> [DOCUMENT EXTRACT]:

These mixes can result in great diversity since interbreeding is a possibility.

Also having more bonded pairs increases the chances of courtship hence more offspring are produced.

5. Seahorses do best in pairs or in small groups. This is due to having company for them to interact with and spending more time together instead of being alone.

This positively affects their mental well-being making them feel less stressed and comfortable. As a result, they will thrive bursting with activity and daily greetings.

Potential Risks.

Even though it’s possible to keep certain species of seahorses together there are still risks that you’d incur if you do decide on keeping a mix of seahorse species together.

1. The most common or feared risk that many are terrified of is the potential transfer of disease-causing bacteria and parasites.

Seahorses come from different locations and house a variety of microfauna.

When introduced to other seahorses of a different species it can become deadly since some specimens may not have immunity against these.

As you know seahorses are susceptible to infection and anything that could lead to greater compromise of their health could end fatally.

Even a simple infection could be deadly for these creatures so be sure to follow the correct protocol when introducing new tankmates.

2. Aggression is also a potential risk when too many seahorses are placed in a closed system as they fight for dominance.

This may catch a few off guard since seahorses may not be known for aggression. This however is normally seen in males.

Male seahorses can fight for dominance, for a female mate, or for territory.

Be sure to have bonded pairs for the correct pairing to take place since having more males than females may pose a problem.

3. Territoriality is also a concern when mixing seahorse species. This normally occurs due to insufficient space.

Seahorses love their own space it gives them the freedom to rest, hitch, and perform their daily rituals needed for courtship.

> [Records taken from a collection]:
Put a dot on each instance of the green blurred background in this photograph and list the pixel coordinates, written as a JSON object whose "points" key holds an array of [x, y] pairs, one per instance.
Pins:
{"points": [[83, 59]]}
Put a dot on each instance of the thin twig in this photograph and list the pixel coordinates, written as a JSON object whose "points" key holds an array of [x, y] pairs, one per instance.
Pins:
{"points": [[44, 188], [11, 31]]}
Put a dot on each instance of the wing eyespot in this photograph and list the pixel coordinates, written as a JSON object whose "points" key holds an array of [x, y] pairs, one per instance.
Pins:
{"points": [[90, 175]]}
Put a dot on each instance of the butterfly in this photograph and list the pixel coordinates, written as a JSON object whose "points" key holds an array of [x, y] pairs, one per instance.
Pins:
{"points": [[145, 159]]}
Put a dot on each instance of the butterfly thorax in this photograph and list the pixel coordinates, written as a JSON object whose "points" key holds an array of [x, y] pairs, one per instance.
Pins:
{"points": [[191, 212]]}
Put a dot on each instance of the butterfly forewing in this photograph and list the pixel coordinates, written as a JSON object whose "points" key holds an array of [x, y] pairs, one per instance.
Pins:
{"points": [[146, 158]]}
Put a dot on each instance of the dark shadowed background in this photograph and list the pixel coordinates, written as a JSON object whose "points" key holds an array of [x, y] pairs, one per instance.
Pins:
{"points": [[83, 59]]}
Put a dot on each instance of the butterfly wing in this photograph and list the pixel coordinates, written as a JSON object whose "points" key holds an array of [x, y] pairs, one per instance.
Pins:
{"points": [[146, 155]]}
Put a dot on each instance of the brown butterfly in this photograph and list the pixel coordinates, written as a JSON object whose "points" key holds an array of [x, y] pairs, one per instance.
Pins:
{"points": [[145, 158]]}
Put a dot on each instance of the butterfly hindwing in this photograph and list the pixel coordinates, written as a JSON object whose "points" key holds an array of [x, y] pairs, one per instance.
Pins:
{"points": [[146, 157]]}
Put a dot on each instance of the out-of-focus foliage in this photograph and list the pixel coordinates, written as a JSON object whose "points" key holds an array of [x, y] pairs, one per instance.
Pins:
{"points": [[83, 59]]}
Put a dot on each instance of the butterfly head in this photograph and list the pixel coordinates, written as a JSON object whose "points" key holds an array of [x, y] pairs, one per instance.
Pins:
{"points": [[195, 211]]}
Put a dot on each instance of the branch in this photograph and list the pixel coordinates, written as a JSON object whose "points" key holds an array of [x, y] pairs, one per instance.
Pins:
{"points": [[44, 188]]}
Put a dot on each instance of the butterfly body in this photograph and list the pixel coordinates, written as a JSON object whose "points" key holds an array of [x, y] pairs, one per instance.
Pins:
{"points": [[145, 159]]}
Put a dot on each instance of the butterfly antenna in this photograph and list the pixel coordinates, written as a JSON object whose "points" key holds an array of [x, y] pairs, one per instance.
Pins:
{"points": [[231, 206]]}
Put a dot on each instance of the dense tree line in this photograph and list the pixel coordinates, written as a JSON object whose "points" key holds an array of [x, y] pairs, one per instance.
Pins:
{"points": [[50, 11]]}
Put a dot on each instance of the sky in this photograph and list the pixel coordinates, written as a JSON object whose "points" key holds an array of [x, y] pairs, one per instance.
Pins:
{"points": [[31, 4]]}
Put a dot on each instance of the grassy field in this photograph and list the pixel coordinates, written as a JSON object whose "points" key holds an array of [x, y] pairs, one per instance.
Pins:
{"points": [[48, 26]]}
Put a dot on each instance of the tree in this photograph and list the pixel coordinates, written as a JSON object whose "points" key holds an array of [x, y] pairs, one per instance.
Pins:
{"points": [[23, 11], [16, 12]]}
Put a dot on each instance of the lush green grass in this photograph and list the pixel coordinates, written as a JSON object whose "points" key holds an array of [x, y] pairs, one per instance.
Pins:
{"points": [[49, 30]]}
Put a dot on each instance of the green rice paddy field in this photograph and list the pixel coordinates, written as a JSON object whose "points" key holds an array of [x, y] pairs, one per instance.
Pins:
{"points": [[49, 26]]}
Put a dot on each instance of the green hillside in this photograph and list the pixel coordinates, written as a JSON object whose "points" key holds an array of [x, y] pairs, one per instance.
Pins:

> [PROBLEM DESCRIPTION]:
Write out the seahorse-keeping text above word for word, from "Potential Risks." up to and including "immunity against these.".

> [EXERCISE RESPONSE]:
Potential Risks.

Even though it’s possible to keep certain species of seahorses together there are still risks that you’d incur if you do decide on keeping a mix of seahorse species together.

1. The most common or feared risk that many are terrified of is the potential transfer of disease-causing bacteria and parasites.

Seahorses come from different locations and house a variety of microfauna.

When introduced to other seahorses of a different species it can become deadly since some specimens may not have immunity against these.